◆ What to produce ◆
Reproduce all of the listing below without alteration.

◆ Data extracts ◆
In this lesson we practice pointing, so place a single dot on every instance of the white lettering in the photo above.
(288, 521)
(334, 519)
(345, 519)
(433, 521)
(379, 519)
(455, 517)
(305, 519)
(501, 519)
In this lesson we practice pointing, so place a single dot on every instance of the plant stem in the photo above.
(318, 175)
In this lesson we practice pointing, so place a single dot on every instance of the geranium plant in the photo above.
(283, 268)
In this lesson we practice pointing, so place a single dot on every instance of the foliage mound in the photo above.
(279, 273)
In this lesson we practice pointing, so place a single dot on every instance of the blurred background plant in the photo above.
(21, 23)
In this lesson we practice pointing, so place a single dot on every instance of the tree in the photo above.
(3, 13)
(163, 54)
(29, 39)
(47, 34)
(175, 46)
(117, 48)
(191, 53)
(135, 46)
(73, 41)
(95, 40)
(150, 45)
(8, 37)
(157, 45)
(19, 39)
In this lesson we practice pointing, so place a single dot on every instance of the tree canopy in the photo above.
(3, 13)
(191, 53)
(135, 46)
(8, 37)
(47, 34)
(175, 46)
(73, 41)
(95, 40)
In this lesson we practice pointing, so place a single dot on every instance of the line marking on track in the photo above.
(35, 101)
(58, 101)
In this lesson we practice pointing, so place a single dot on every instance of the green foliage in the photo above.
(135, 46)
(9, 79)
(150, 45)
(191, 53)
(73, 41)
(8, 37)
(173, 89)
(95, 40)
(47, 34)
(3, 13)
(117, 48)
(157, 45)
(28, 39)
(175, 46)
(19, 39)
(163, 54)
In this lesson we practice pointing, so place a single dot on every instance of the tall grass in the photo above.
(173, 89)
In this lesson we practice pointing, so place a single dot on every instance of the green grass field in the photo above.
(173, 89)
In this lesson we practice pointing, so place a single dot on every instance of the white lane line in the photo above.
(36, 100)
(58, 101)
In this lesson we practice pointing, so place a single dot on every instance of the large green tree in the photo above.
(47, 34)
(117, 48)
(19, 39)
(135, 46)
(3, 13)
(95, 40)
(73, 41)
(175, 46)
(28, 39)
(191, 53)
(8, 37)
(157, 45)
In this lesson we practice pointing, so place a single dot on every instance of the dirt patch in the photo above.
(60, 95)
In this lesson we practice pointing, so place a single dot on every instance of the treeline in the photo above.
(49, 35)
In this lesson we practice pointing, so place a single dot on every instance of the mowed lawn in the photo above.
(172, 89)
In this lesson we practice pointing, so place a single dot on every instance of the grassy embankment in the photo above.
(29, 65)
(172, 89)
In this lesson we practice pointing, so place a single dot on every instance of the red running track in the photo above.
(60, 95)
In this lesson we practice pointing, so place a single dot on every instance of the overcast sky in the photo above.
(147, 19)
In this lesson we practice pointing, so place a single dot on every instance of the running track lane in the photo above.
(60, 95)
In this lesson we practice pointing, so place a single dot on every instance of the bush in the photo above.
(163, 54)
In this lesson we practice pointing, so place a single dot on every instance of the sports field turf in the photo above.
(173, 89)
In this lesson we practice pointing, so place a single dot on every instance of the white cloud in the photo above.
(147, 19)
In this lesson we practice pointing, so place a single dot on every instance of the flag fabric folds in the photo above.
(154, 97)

◆ Your solution ◆
In this lesson we practice pointing, so place a single dot on every instance of the white lettering in the photo above.
(288, 521)
(334, 519)
(345, 519)
(433, 521)
(379, 519)
(455, 517)
(305, 519)
(501, 519)
In this lesson we practice pointing, so place a single dot on every instance of the plant stem in the photo above.
(318, 175)
In this lesson we practice pointing, so place a single dot on every instance of the geranium plant in the photo above.
(283, 268)
In this lesson we practice pointing, so place a single dot on every instance of the foliage mound in the photo above.
(279, 273)
In this lesson we practice pointing, so place a single dot on every instance of the blurred background plant in the photo above.
(21, 23)
In this lesson we practice pointing, so place a single dot on every instance of the tree in the photo above.
(3, 13)
(163, 54)
(29, 39)
(47, 34)
(175, 46)
(117, 48)
(191, 53)
(135, 46)
(73, 41)
(95, 40)
(150, 45)
(8, 37)
(157, 45)
(19, 39)
In this lesson we practice pointing, so place a single dot on every instance of the tree canopy in the photo above.
(3, 13)
(191, 53)
(135, 46)
(8, 37)
(47, 34)
(175, 46)
(73, 41)
(95, 40)
In this lesson we practice pointing, so place a single dot on every instance of the line marking on track in the photo above.
(35, 101)
(58, 101)
In this lesson we practice pointing, so place a single dot on every instance of the green foliage in the photo above.
(135, 46)
(9, 79)
(150, 45)
(191, 53)
(73, 41)
(8, 37)
(173, 89)
(95, 40)
(47, 34)
(3, 13)
(117, 48)
(157, 45)
(28, 39)
(175, 46)
(19, 39)
(163, 54)
In this lesson we practice pointing, so place a single dot on every instance of the tall grass in the photo above.
(173, 89)
In this lesson we practice pointing, so place a single dot on every instance of the green grass field in the photo above.
(173, 89)
In this lesson we practice pointing, so place a single dot on every instance of the white lane line in the photo above.
(36, 100)
(58, 101)
In this lesson we practice pointing, so place a single dot on every instance of the large green tree in the photo above.
(47, 34)
(117, 48)
(19, 39)
(135, 46)
(3, 13)
(95, 40)
(73, 41)
(175, 46)
(28, 39)
(191, 53)
(8, 37)
(157, 45)
In this lesson we practice pointing, so place a single dot on every instance of the dirt patch in the photo above.
(60, 95)
In this lesson we practice pointing, so place a single dot on every instance of the treeline in the photo above.
(49, 35)
In this lesson we practice pointing, so place a single dot on every instance of the mowed lawn in the photo above.
(172, 89)
In this lesson we practice pointing, so place a single dot on every instance of the grassy embankment in the photo above.
(29, 65)
(172, 89)
In this lesson we practice pointing, so place a single dot on every instance of the red running track in the photo above.
(60, 95)
In this lesson we practice pointing, so place a single dot on every instance of the overcast sky in the photo above.
(147, 19)
In this lesson we practice pointing, so place a single dot on every instance of the running track lane in the photo above.
(60, 95)
In this lesson we practice pointing, so place a single dot on every instance of the bush in the photo above.
(163, 54)
In this lesson we practice pointing, so place a single dot on every instance of the sports field turf in the photo above.
(173, 89)
In this lesson we practice pointing, so place a single dot on every instance of the white cloud in the photo above.
(147, 19)
In this lesson we practice pointing, so place a single dot on every instance of the flag fabric folds in the photo above.
(154, 97)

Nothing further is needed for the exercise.